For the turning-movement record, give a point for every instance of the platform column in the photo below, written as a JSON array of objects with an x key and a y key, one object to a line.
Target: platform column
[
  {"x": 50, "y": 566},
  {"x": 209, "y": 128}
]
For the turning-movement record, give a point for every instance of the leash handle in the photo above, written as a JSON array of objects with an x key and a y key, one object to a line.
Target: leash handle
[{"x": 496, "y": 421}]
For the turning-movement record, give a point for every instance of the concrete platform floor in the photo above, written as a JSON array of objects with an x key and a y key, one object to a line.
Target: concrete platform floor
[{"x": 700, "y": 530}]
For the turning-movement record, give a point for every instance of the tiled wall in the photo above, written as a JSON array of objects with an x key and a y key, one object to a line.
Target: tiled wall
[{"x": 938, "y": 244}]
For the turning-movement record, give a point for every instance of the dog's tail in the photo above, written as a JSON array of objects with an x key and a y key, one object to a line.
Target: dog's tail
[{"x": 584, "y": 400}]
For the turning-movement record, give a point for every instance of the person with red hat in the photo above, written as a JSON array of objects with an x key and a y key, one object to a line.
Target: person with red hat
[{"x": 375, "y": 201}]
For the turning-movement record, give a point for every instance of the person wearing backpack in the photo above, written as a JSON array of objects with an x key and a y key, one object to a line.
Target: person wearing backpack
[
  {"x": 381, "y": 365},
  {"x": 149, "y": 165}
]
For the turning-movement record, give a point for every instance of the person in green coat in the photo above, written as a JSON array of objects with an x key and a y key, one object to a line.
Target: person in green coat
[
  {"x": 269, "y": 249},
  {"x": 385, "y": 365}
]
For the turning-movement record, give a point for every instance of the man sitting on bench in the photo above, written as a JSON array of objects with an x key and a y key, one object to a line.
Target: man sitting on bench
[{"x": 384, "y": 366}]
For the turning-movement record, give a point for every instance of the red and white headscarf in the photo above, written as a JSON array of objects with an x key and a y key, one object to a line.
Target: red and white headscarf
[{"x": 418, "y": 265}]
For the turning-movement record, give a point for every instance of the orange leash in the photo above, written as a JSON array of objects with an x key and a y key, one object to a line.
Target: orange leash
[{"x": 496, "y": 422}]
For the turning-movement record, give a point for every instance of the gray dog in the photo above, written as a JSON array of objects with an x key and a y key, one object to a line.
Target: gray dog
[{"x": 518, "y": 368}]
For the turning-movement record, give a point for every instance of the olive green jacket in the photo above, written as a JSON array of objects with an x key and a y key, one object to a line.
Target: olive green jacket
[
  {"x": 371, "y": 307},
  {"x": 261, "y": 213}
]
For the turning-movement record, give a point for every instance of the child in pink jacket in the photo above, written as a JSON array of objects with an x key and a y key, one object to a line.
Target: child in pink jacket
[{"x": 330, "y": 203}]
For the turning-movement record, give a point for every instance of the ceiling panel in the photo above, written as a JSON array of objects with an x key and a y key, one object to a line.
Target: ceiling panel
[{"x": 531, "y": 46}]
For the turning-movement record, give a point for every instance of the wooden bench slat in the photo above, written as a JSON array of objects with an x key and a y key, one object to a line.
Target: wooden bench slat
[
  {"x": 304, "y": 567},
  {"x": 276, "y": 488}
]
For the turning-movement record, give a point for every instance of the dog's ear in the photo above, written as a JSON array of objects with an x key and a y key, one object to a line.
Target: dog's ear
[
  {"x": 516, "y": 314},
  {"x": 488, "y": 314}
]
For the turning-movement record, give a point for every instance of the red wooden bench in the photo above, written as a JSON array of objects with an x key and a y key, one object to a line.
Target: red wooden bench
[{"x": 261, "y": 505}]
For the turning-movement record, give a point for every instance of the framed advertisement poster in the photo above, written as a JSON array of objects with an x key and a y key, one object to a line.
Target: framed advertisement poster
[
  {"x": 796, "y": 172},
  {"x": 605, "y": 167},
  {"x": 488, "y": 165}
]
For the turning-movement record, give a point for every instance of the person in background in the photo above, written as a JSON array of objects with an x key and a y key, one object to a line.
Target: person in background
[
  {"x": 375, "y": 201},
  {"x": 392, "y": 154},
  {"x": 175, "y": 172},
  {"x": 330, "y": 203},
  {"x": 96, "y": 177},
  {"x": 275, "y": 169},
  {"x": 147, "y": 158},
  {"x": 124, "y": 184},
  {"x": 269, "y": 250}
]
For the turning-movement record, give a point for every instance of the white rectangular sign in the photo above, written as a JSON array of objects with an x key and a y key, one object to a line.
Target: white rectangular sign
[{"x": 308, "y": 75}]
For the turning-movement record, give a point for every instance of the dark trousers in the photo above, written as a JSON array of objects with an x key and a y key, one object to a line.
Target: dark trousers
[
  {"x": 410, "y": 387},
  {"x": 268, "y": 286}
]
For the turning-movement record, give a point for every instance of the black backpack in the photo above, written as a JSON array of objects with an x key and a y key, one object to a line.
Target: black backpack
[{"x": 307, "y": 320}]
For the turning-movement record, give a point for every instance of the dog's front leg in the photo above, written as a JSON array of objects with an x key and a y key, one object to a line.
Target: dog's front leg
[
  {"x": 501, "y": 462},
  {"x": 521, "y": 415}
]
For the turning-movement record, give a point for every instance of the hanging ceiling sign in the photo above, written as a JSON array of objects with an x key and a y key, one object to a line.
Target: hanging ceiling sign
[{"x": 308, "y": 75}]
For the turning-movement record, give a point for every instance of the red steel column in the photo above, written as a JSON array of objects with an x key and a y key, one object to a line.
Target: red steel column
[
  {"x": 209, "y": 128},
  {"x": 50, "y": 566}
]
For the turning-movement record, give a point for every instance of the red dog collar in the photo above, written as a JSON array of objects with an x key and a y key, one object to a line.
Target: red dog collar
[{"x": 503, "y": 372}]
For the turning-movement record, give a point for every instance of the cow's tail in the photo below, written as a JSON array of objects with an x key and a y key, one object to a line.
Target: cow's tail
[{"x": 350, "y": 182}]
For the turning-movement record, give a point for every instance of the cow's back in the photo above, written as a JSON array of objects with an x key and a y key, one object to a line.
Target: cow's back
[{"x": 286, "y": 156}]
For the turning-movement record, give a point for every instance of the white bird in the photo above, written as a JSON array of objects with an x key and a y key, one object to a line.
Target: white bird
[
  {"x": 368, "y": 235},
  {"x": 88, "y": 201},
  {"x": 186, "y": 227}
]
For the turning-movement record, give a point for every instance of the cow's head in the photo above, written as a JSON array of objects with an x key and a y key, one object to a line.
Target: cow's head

## [TASK BRIEF]
Given the records above, reproduce precisely and only the lines between the line holding "the dog's ear" and the line holding "in background in", inclusive.

## [ANSWER SPACE]
For the turning-movement record, give a point for every instance of the dog's ear in the photo above, written as a JSON array of objects with an x key and a y key, one object to a line.
Target: dog's ear
[
  {"x": 516, "y": 314},
  {"x": 488, "y": 314}
]
For the turning-movement record, give a point for every instance of the red wooden bench in the photo above, written as a JSON array of objects with an x key and a y key, one object to a line.
Target: red wooden bench
[{"x": 261, "y": 505}]
For the turning-movement record, give a point for every instance of the framed advertisement poster in the photo above, written as a JSON array of objects with an x key and a y key, one object to a line.
Target: framed advertisement poster
[
  {"x": 796, "y": 172},
  {"x": 605, "y": 167},
  {"x": 488, "y": 165}
]
For the turning-movement record, give a point for every instance of the person in background in the photo above, written as a JSON array of objects with an x key and a y key, one object to a line.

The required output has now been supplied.